[begin QUOTED PASSAGE]

I recently had a client who had a dispute with his neighbor about the location of a fence separating their yards. In short, one neighbor wanted to replace a deteriorated fence. Later he changed his mind when he found out that the old fence would need to be moved a foot closer to his home because it wasn’t located on the true boundary line. Since the fence had been there a long time, he thought that the fence line was the property line. Over a period of a few months, the fence was installed at the true boundary line but it cost both neighbors a lot of time, money and frustration. If you see yourself faced with this dilemma, I hope reading below will lessen the headache.
Although I am not an attorney, and anyone reading this should check with their own licensed and qualified attorney who specializes in these types of issues, there are a few things one should think about if you find yourself in a dispute over fences and boundary lines with your neighbor.
Below is a copy of an e-mail (legal update #20) that was sent out to local real estate professionals discussing the new law that went into effect January 1st 2014. It was written by Dean Rossi of the Rossi, Hamerslough, Reischl & Chuck law firm.
“Effective January 1, 2014, the California legislature completely revised Section 841 of the Civil Code to address this issue. The new statute does clarify many points, but it also raises certain issues that I’m sure will lead to further controversy. The statute is to be known as the “Good Neighbor Fence Act of 2013” and is clearly intended to update and clarify existing California law regarding shared fencing. It will largely affect only residential property owners, because it does not apply to any city, county, district or public corporation or other political subdivision or public agency.
The new Good Neighbor Fence Act is also designed to avoid one party being unjustly enriched at the expense of another party – their neighbor. The revised statute begins with the premise that adjoining landowners are presumed to share equal benefits from any fence dividing their properties. Of course, unless the parties have agreed in writing to some different arrangement, the law provides that the reasonable cost of construction, maintenance, or necessary replacement of a fence shall be equally shared.

[end QUOTED PASSAGE]
[begin RAW DATA]

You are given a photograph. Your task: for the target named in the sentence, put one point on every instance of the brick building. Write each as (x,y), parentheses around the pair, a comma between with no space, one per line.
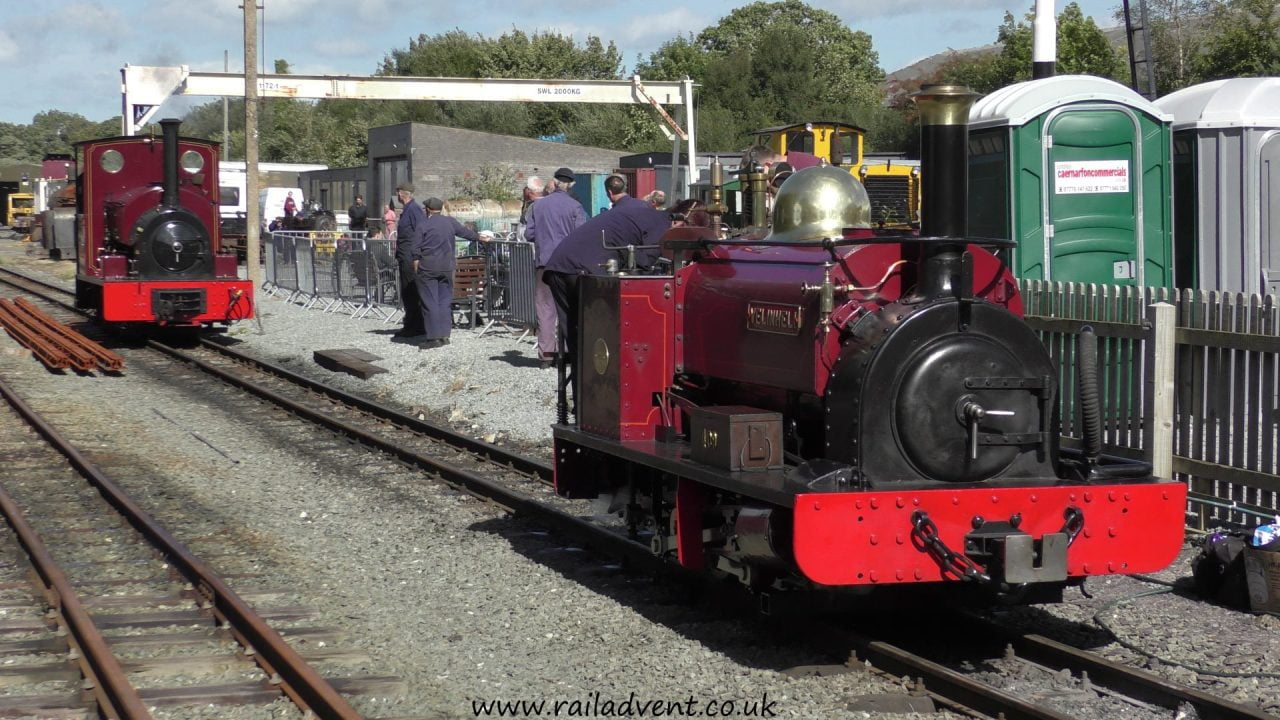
(437,158)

[end RAW DATA]

DIRECTIVE A:
List every kind of public body that the fence dispute article says the Good Neighbor Fence Act does not apply to.
DIRECTIVE B:
Write the next part of the fence dispute article, continuing after its last sentence.

EXPECTED OUTPUT A:
- City
- County
- District
- Public corporation
- Other political subdivision
- Public agency

EXPECTED OUTPUT B:
In order to prevent surprise, the law provides that when one neighbor intends to incur costs for a fence, whether due to construction, maintenance, or necessary replacement, that landowner shall give their neighbor 30 days’ prior written notice. The notice must state that the intent is to share responsibility equally for the costs of construction, maintenance, or necessary replacement. The notice must also provide a description of the problem with the shared fence, the proposed solution, the estimated construction or maintenance costs involved to fix the problem, and the proposed cost-sharing approach. It further provides that the owner shall provide in that notice a timeline for addressing the problem.
Unfortunately, the law does not provide how the written notice should be delivered and what the remedy or procedure is if the neighbor does not respond to the notice. We advise that whenever possible, this notice should be hand-delivered to the property owners involved and discussions undertaken between the neighbors to make sure everyone is on the same page as to what is going to be done, how much it is going to cost, and the fact that the costs will be shared equally. If such a meeting takes place, one of the parties should make a written record of it in order to have a paper trail in case anyone conveniently develops total or partial amnesia later on.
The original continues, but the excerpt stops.